STATED PROBLEM ▸ Please turn every line in the records below into a numbered list, leaving out any blank lines.

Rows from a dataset
================================
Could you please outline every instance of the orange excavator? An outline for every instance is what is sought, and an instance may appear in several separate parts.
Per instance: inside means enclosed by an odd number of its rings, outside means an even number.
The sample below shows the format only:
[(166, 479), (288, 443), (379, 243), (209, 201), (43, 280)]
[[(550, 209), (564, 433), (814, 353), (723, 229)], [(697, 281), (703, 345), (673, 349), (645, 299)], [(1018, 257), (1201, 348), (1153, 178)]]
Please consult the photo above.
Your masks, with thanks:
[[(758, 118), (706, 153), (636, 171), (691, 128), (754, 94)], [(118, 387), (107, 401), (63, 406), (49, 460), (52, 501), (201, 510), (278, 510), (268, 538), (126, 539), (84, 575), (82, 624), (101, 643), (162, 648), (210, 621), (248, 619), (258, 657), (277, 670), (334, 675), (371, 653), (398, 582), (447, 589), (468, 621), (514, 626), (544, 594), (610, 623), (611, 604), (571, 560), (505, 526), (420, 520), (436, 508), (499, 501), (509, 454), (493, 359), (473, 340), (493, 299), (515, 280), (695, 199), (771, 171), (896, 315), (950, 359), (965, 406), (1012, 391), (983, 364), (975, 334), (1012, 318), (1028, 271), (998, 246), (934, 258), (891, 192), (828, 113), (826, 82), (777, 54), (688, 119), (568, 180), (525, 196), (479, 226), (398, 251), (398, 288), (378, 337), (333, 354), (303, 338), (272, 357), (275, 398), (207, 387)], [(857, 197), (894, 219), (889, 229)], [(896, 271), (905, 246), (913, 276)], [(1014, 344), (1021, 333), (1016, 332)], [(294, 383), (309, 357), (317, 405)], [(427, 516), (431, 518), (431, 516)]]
================================
SOLUTION TO THIS TASK ▸
1. Could you please outline every instance of the orange excavator? An outline for every instance is what is sought, and an instance may appear in several separate parts.
2. Per instance: inside means enclosed by an odd number of its rings, outside means an even number.
3. The sample below shows the format only:
4. [(166, 479), (288, 443), (379, 243), (209, 201), (43, 280)]
5. [[(550, 209), (564, 433), (814, 353), (723, 229)], [(697, 281), (703, 345), (673, 349), (645, 299)], [(1018, 257), (1201, 348), (1153, 178)]]
6. Please consult the photo above.
7. Your masks, with thanks:
8. [[(758, 118), (706, 153), (636, 171), (691, 128), (754, 94)], [(118, 387), (107, 401), (63, 406), (49, 460), (52, 501), (201, 510), (278, 510), (268, 538), (126, 539), (84, 575), (82, 624), (101, 643), (162, 648), (210, 621), (248, 619), (258, 657), (277, 670), (334, 675), (371, 653), (398, 582), (447, 589), (468, 621), (514, 626), (544, 594), (610, 623), (611, 604), (571, 560), (505, 526), (420, 520), (436, 508), (499, 501), (509, 454), (493, 359), (473, 340), (493, 299), (515, 280), (695, 199), (771, 171), (896, 315), (950, 359), (965, 406), (1012, 391), (983, 364), (975, 334), (1012, 318), (1028, 271), (998, 246), (934, 258), (891, 192), (828, 113), (826, 82), (777, 54), (688, 119), (568, 180), (525, 196), (479, 226), (398, 251), (398, 288), (378, 337), (333, 354), (303, 338), (272, 357), (275, 398), (207, 387)], [(857, 197), (894, 219), (889, 229)], [(896, 271), (905, 246), (913, 276)], [(1014, 344), (1021, 333), (1016, 332)], [(294, 383), (309, 357), (317, 405)], [(427, 516), (431, 518), (431, 516)]]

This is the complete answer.